| Exercise details |
From the line that contains "Exercise. Mark the small" through the closing line of the entries, write out each line exactly; pictures stay out.

[Point labeling examples]

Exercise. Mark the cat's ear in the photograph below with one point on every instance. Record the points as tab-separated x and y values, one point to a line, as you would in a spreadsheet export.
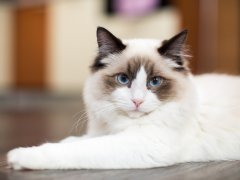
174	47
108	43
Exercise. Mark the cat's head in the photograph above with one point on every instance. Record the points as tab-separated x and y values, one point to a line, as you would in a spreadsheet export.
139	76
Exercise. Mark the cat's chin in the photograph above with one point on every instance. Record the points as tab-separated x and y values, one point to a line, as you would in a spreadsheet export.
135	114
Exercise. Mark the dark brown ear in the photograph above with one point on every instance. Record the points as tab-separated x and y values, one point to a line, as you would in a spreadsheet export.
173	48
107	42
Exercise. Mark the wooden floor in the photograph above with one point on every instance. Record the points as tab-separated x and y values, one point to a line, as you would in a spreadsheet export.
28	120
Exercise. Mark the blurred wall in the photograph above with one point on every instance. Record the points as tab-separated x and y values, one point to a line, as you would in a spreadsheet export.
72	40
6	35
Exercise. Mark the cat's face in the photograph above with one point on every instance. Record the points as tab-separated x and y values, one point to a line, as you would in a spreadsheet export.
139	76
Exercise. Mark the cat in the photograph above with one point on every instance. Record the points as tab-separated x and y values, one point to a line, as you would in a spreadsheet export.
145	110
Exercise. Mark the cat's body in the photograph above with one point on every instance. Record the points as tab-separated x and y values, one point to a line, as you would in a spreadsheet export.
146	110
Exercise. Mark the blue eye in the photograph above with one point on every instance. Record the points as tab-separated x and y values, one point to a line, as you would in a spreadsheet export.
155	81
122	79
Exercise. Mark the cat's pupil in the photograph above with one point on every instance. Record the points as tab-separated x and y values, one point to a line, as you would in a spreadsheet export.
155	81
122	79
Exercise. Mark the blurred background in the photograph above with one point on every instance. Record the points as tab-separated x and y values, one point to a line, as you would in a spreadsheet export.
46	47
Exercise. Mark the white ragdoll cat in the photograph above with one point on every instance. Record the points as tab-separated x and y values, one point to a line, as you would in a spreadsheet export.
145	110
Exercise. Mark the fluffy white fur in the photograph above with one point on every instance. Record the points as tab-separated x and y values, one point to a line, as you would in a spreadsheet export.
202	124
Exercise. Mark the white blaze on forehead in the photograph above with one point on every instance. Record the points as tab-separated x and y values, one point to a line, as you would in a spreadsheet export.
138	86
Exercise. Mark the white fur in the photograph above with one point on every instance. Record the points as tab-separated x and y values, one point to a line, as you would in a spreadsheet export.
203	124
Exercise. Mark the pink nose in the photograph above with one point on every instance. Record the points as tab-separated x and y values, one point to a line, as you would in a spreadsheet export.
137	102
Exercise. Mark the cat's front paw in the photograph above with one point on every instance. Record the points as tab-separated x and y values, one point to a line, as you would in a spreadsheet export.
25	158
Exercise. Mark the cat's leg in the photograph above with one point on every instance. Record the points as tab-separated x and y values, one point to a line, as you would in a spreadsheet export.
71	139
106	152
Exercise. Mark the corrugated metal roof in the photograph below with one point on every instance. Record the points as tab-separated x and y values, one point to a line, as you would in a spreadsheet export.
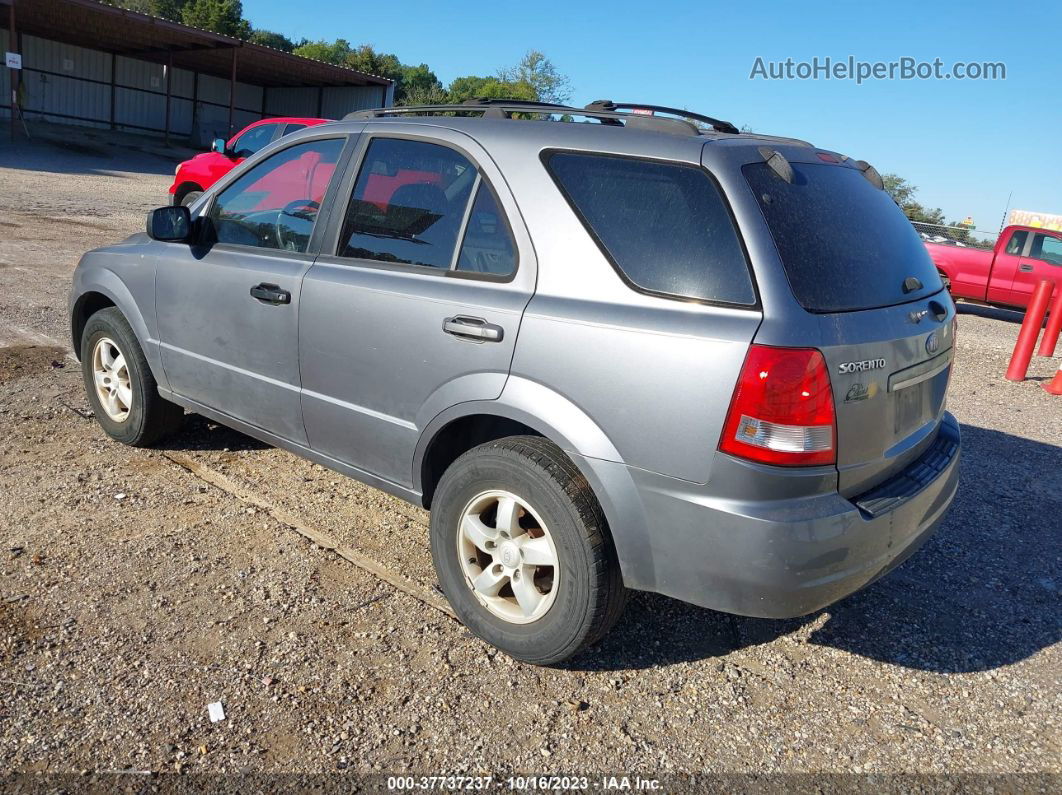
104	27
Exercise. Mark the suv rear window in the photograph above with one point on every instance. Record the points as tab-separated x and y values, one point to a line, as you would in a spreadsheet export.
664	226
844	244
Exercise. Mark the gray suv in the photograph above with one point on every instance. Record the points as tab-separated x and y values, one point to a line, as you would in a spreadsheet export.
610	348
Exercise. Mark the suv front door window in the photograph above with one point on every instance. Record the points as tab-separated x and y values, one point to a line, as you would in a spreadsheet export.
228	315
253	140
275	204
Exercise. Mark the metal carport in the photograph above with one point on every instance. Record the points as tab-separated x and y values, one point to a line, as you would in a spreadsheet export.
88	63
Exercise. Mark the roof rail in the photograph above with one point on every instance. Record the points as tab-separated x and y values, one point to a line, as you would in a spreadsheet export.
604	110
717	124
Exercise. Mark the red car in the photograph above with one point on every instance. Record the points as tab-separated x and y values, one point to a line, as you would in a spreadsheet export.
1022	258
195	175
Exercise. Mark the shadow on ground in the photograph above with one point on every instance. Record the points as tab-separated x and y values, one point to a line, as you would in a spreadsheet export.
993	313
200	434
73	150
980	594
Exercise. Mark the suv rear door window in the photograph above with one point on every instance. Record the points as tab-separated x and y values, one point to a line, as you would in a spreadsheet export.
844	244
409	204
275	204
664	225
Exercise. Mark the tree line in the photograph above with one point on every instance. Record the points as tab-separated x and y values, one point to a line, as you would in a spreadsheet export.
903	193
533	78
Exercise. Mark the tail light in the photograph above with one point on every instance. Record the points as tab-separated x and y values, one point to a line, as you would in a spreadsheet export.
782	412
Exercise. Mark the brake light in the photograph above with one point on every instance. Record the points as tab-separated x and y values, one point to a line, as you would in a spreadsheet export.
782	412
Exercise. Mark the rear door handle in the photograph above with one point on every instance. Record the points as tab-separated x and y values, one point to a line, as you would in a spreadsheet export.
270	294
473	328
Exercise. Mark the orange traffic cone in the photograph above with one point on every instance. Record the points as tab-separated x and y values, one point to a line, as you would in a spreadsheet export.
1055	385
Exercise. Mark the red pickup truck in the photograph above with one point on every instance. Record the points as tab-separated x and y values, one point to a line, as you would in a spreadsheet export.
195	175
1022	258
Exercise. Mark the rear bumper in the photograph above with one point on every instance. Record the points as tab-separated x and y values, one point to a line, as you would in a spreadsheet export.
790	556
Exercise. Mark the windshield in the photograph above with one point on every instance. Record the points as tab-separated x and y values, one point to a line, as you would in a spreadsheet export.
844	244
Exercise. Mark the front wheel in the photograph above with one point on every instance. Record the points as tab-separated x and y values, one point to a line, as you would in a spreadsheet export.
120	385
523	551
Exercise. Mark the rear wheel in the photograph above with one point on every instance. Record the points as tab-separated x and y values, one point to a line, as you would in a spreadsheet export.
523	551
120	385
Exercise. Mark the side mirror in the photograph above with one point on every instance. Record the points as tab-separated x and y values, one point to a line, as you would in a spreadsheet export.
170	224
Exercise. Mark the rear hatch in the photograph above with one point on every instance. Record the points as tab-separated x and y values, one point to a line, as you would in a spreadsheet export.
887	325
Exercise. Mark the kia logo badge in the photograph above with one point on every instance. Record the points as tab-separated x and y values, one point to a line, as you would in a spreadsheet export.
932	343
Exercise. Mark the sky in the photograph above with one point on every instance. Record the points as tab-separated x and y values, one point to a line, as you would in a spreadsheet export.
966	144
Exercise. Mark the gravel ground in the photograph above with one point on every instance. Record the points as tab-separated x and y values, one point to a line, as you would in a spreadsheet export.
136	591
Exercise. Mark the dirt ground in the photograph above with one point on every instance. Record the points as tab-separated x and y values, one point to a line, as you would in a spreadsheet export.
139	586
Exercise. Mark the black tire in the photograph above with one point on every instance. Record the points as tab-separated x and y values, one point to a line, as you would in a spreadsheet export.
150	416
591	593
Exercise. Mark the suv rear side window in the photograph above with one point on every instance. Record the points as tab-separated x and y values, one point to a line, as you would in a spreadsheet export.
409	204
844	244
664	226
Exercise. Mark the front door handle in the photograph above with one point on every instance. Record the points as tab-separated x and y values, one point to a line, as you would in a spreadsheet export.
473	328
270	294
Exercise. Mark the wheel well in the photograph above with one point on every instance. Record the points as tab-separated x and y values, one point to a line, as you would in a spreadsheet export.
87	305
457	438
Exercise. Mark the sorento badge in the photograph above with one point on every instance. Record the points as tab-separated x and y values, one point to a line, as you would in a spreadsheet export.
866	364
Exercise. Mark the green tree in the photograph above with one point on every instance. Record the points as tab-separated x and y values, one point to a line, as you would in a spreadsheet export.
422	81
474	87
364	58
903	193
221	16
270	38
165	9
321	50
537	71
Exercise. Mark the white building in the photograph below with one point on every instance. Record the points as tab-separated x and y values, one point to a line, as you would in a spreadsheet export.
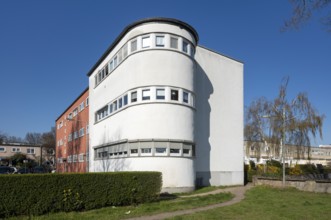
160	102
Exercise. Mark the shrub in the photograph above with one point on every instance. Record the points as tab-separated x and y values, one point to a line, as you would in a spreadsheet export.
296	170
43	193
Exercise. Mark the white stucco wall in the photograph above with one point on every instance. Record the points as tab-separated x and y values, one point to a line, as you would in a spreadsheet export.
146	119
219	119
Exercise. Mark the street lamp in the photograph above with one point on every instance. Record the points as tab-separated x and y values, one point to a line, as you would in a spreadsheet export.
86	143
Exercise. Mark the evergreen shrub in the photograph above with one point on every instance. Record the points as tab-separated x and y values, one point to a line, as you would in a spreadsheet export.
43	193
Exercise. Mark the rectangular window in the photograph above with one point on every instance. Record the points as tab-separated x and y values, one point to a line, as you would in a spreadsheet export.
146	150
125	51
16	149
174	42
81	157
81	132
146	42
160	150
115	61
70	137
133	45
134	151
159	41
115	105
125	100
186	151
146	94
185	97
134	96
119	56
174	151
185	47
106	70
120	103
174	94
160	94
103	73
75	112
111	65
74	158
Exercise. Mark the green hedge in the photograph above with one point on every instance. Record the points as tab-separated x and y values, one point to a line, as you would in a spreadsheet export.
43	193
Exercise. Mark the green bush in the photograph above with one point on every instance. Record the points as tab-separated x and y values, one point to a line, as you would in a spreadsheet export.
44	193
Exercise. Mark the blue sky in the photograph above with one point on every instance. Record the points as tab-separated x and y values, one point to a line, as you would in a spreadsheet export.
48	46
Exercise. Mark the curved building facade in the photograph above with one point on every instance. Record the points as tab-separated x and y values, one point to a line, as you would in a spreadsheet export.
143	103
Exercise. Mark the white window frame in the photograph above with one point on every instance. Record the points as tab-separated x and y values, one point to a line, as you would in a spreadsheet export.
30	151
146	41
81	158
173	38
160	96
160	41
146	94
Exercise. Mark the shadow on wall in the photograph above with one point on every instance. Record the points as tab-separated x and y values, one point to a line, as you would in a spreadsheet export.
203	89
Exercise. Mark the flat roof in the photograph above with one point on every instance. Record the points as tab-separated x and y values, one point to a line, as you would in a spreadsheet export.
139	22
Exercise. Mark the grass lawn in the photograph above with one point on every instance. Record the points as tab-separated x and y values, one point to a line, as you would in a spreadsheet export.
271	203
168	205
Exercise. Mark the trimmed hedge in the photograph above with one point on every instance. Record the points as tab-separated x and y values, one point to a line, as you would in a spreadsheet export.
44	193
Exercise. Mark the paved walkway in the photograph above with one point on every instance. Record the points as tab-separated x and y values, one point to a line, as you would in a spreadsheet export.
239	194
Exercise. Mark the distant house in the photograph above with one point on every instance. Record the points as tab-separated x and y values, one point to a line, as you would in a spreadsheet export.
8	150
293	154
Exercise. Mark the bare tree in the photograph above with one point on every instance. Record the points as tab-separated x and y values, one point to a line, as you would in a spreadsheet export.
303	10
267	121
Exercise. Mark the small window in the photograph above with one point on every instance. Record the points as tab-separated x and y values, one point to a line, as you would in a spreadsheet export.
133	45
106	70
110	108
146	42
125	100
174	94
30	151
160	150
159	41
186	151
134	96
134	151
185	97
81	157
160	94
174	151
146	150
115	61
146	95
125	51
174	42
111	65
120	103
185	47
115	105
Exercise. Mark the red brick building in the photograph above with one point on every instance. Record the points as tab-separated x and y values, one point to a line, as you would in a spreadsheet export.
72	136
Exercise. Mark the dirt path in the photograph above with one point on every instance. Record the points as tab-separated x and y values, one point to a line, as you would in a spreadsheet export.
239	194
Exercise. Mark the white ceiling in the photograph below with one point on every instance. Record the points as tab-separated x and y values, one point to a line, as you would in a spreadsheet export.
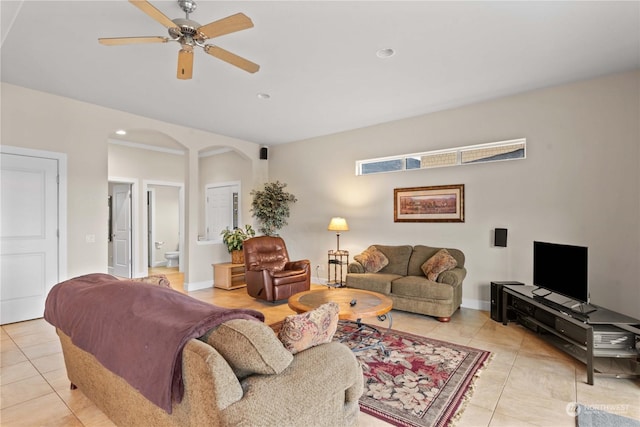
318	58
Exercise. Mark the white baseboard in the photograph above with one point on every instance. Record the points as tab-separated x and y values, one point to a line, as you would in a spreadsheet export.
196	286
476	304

| Written response |
Exercise. Mark the small window in the photograph above with one point on every instance. Record the points as tab-separated x and y values, one point to a line, as you would in a spreadsheet export.
133	45
106	70
110	108
146	42
125	100
174	94
30	151
160	150
159	41
186	151
134	96
134	151
185	97
81	157
160	94
174	151
146	150
115	61
146	95
125	51
174	42
111	65
120	103
185	47
115	105
Exercise. Mark the red brick building in the photograph above with one point on every instance. Record the points as tab-separated x and y values, one point to a line, as you would in a spreadsheet export.
72	136
Exercise. Mark the dirt path in the photograph above with one point on every instance. Record the points as tab-separated x and y values, one point to a line, as you would in a spreadsheet export.
239	194
Exercise. Mark the white ceiling in the photograph below with one point on every instance. Record the points as tab-separated x and y values, one point to a line, as you would in a spreadsheet export.
318	58
Exercise. Mark the white baseboard in the photograph above with one point on every instance. Record the points as tab-separated x and y values, one point to a line, as you would in a spreadsheet export.
196	286
476	304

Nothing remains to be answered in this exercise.